--- Start of Dataset excerpts ---
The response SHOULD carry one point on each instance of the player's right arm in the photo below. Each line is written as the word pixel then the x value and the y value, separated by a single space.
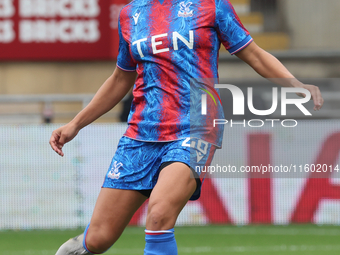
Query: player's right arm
pixel 109 94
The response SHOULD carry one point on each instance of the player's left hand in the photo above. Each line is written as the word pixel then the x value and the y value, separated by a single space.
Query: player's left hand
pixel 316 95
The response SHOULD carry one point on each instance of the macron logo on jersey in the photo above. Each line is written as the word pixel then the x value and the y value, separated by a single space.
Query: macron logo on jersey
pixel 135 17
pixel 156 48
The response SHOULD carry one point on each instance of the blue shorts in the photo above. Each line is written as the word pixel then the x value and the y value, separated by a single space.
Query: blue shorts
pixel 136 164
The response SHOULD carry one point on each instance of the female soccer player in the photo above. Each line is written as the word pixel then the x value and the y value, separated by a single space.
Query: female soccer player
pixel 168 44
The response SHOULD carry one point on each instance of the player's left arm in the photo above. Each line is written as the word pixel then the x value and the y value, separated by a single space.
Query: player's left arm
pixel 271 68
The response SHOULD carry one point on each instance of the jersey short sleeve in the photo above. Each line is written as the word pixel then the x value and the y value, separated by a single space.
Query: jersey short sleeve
pixel 233 35
pixel 124 59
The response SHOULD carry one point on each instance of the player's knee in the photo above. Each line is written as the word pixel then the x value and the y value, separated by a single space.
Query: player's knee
pixel 98 242
pixel 159 218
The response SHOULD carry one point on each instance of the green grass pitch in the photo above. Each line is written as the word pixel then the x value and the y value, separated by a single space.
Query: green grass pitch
pixel 212 240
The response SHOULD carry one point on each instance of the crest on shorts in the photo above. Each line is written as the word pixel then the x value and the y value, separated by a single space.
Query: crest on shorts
pixel 185 10
pixel 114 173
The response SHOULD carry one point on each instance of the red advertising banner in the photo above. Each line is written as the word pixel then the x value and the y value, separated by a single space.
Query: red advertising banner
pixel 59 29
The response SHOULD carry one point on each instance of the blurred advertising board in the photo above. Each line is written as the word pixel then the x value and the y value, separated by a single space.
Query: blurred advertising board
pixel 59 29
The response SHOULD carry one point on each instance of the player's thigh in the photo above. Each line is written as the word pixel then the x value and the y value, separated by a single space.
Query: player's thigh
pixel 174 187
pixel 113 211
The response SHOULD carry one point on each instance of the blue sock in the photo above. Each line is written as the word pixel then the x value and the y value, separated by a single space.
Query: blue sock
pixel 160 242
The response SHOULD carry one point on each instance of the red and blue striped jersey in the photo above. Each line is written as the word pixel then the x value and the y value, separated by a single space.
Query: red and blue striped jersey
pixel 169 43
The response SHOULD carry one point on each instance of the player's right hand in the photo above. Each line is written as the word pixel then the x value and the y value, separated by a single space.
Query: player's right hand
pixel 61 136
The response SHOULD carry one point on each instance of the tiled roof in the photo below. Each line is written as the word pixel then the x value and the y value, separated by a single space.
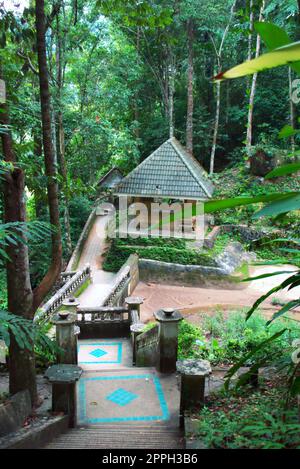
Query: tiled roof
pixel 110 179
pixel 170 171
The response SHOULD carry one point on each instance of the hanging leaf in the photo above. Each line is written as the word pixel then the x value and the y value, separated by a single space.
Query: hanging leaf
pixel 290 305
pixel 271 274
pixel 277 207
pixel 279 287
pixel 283 170
pixel 281 56
pixel 272 35
pixel 249 355
pixel 214 205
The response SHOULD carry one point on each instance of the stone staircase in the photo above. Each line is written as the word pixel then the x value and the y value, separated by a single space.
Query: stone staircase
pixel 121 406
pixel 120 437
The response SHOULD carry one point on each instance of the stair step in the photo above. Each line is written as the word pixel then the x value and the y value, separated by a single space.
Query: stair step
pixel 110 437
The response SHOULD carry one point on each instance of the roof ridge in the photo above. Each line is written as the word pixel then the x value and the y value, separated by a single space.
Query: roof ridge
pixel 179 148
pixel 176 152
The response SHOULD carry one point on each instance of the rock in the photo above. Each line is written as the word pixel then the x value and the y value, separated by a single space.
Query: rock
pixel 262 163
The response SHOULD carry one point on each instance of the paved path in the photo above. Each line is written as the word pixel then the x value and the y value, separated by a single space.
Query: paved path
pixel 92 254
pixel 120 406
pixel 195 299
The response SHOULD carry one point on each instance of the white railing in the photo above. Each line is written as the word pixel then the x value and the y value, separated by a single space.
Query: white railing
pixel 73 284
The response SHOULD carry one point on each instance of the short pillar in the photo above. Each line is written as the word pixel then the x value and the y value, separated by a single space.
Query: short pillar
pixel 63 379
pixel 193 374
pixel 71 304
pixel 134 304
pixel 66 336
pixel 168 320
pixel 135 329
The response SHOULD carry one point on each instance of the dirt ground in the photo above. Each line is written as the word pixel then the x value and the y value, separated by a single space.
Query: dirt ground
pixel 191 300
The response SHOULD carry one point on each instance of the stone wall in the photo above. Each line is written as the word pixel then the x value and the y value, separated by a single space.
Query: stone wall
pixel 73 262
pixel 196 275
pixel 14 412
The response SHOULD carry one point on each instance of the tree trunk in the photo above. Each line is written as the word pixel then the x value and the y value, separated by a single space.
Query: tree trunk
pixel 19 292
pixel 171 82
pixel 190 98
pixel 61 138
pixel 41 291
pixel 218 94
pixel 292 109
pixel 39 196
pixel 253 88
pixel 216 127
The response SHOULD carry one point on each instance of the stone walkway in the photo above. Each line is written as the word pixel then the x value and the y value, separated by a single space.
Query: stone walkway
pixel 119 406
pixel 191 300
pixel 92 254
pixel 111 390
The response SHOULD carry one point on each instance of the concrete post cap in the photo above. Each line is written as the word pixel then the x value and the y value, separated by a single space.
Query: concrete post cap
pixel 134 300
pixel 168 315
pixel 71 301
pixel 64 318
pixel 194 367
pixel 137 327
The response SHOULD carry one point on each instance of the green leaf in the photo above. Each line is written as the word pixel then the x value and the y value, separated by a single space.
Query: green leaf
pixel 271 274
pixel 295 388
pixel 214 205
pixel 287 131
pixel 277 207
pixel 283 170
pixel 271 34
pixel 249 355
pixel 281 56
pixel 290 305
pixel 279 287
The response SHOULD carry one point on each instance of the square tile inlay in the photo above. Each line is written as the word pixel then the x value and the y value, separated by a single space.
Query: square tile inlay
pixel 121 397
pixel 98 353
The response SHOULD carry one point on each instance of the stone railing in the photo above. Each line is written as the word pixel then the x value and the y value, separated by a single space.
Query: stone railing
pixel 73 262
pixel 73 284
pixel 102 313
pixel 146 347
pixel 147 338
pixel 119 289
pixel 103 322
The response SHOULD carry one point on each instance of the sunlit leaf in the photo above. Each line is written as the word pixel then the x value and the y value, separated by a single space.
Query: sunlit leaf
pixel 281 56
pixel 283 170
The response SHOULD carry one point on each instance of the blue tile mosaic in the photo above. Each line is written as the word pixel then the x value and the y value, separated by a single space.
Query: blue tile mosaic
pixel 121 397
pixel 110 346
pixel 98 353
pixel 83 418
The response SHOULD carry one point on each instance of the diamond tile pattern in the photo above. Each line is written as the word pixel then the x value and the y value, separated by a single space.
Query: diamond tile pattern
pixel 121 397
pixel 170 171
pixel 98 353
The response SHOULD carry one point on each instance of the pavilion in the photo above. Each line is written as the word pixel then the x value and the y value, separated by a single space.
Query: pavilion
--- End of Dataset excerpts ---
_Exercise:_
Return, unchanged, the stretch of the data above from the line containing "of the female" through the line containing "pixel 124 59", with both of those lines included.

_Response to this exercise:_
The response SHOULD carry one point on each instance of the female soccer player in the photo above. Each line is written as the word pixel then the x value and the y value, separated by a single space.
Query: female soccer player
pixel 168 44
The response SHOULD carry one point on each instance of the player's left arm in the photo above. Each line is written as the word pixel then the x value and the y value, separated by a single space.
Query: player's left arm
pixel 271 68
The response SHOULD carry one point on each instance of the jersey short sleeve in the photo above. Each line is written as the word pixel then the x value and the y value, separated by a single space.
Query: jersey short sleeve
pixel 233 35
pixel 124 59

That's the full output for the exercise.